What Comes After Populism? The Impact of Capitol Riots on U.S., Turkish, and World Politics
15 January, 2021
Yavuz Baydar, the Editor-in-Chief of Ahval, a trilingual, independent online news and podcast site on Turkey, chaired this talk with Dr Aykan Erdemir, the senior director of the Turkey Program at the Foundation for Defense of Democracies, a Washington-based nonpartisan research institute focusing on national security and foreign policy.
In his opening remarks, Baydar emphasised that we are passing through a critical juncture in modern history characterised by huge concerns resulting from the pandemic and growing economic difficulties. We have been witnessing a series of dramatic political events in the United States. The elections in November 2020 brought about a deep seismic change and shifted the power from Donald Trump and Republicans to Joe Biden and the Democrats. He highlighted that tensions have been high since the election. This tension culminated in the riots on the Capitol, which marks a defining moment in American history. As the world tensely waits for Biden’s inauguration ceremony, many questions arise from these recent events not only for America but for the world, Turkey and the wider Middle East region.
Erdemir started by reflecting on the political impacts of the Capitol Riots. He said President Trump had the choice to accept the defeat and emphasise, in his last days in office, his wins and successes to boost his legacy. But he chose to escalate the tensions and polarise the electorate further, refuse to concede the election, and bring the escalation towards the use of violence. The first choice would have been a better strategy for the day after if President Trump wanted to continue his political ambitions.
Erdemir said the Capitol Riots were hybrid, it involved people from different backgrounds, who were heavily under the influence of conspiracy theories, disinformation, various supremacist, anti-Semitic ideas and prejudices. They were violent and quite majoritarian and believed in the ultimate goodness of ‘the people’ versus the corrupt elites. Trump’s ‘day after’ is now very different from before Capitol Riots. This event boosted the ranks of anti-Trump Republicans. For tactical reasons, the bulk of elected Republican officials stayed with Trump throughout his term because they did not want to be destroyed by the populist wave.
However, following the riots, there is a greater willingness in the ranks of the Republicans to speak up against Trump, which shows something is in the making. 10 Republican representatives broke rank with their party and voted in favour of Trump’s impeachment. Almost half of the business community declared that they would no longer make donations to representatives and senators who voted against certifying the election results. Media and social media companies also started to push back against Trump and others in his movement. More robust actions will be taken to impeach Trump and block him from holding office in future. We know Trump had ambitions to run again in 2024, and this project will now face a significant challenge. There will be a robust action to prosecute Trump and his inner circle for tax evasion, negligence, abuse of power and other infringements, which could be a major drain on Trump’s time and finances. Deutsche Bank stated that they would no longer work with Trump in future and the PGA of America declared that they would be dropping Trump properties from their annual Golf Tour. Overall, these push backs raise the possibility that establishment Republicans can take the party back from populist. Trump has a weaker hand compared to two to three weeks ago.

WORK TO COMPLETE >> In the source text on the Capitol riots, which two companies or organizations are said to be cutting ties with Trump, and what did each announce?

MATERIAL SUPPLIED >>
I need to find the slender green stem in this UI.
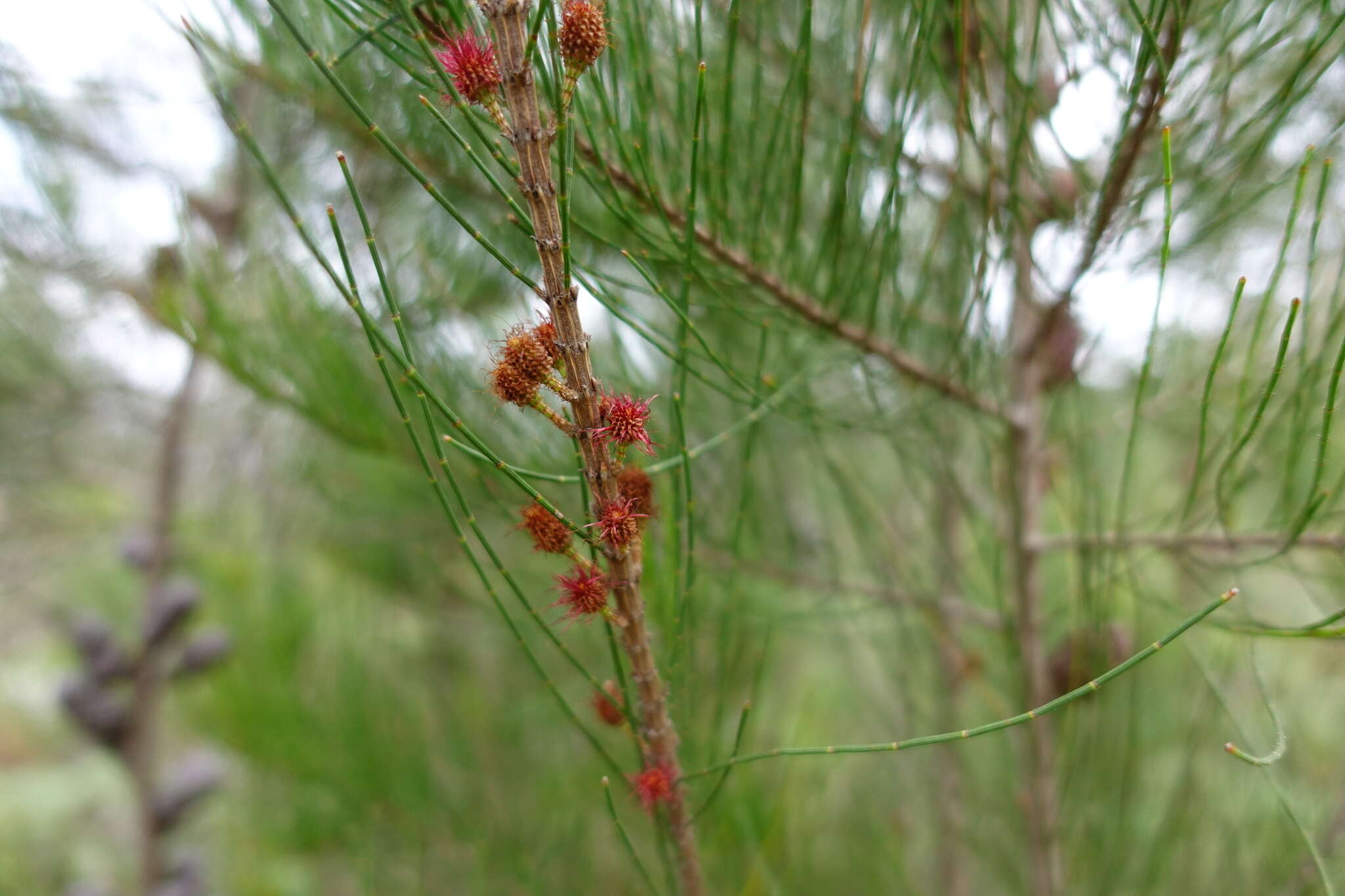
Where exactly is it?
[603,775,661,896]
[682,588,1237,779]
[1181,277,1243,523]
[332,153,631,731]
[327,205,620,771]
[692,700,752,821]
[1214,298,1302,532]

EXERCISE RESULT >> Deutsche Bank said it would no longer work with Trump, and the PGA of America said it would drop Trump properties from its annual Golf Tour.